> What to do
Restate the records in full, keeping every word as it is.

(Stored items)
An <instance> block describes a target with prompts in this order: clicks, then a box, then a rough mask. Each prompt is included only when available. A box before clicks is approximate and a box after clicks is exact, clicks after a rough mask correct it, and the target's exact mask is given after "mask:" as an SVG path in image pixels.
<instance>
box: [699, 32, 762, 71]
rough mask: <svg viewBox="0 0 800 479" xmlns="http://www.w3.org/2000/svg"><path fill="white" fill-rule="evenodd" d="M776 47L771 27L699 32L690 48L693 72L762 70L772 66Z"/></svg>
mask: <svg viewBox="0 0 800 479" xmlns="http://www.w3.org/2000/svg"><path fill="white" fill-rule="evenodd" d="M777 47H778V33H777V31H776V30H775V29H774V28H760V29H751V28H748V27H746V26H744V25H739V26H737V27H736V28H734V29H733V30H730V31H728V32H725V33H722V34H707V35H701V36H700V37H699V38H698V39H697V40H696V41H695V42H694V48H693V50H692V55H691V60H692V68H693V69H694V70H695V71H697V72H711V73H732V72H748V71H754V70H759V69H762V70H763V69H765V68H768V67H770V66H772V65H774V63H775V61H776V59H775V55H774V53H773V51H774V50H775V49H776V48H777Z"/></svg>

> Task output
An <instance> block describes a target with prompts in this order: clicks, then a box, then a rough mask. Each prompt is included only when available. A box before clicks is approximate and a box after clicks is exact, clicks after a rough mask correct it, and the target's exact mask is given after "mask:" as an SVG path in image pixels.
<instance>
box: [699, 32, 762, 71]
rough mask: <svg viewBox="0 0 800 479" xmlns="http://www.w3.org/2000/svg"><path fill="white" fill-rule="evenodd" d="M776 47L771 27L699 32L690 48L693 72L762 70L772 66Z"/></svg>
mask: <svg viewBox="0 0 800 479" xmlns="http://www.w3.org/2000/svg"><path fill="white" fill-rule="evenodd" d="M777 47H778V33H777V31H776V30H775V29H774V28H760V29H751V28H748V27H746V26H744V25H739V26H737V27H736V28H734V29H733V30H730V31H728V32H725V33H722V34H707V35H701V36H700V37H699V38H698V39H697V40H696V41H695V42H694V48H693V50H692V55H691V60H692V68H693V69H694V70H695V71H697V72H711V73H732V72H748V71H754V70H759V69H762V70H763V69H765V68H768V67H770V66H772V65H774V63H775V61H776V59H775V55H774V53H773V51H774V50H775V49H776V48H777Z"/></svg>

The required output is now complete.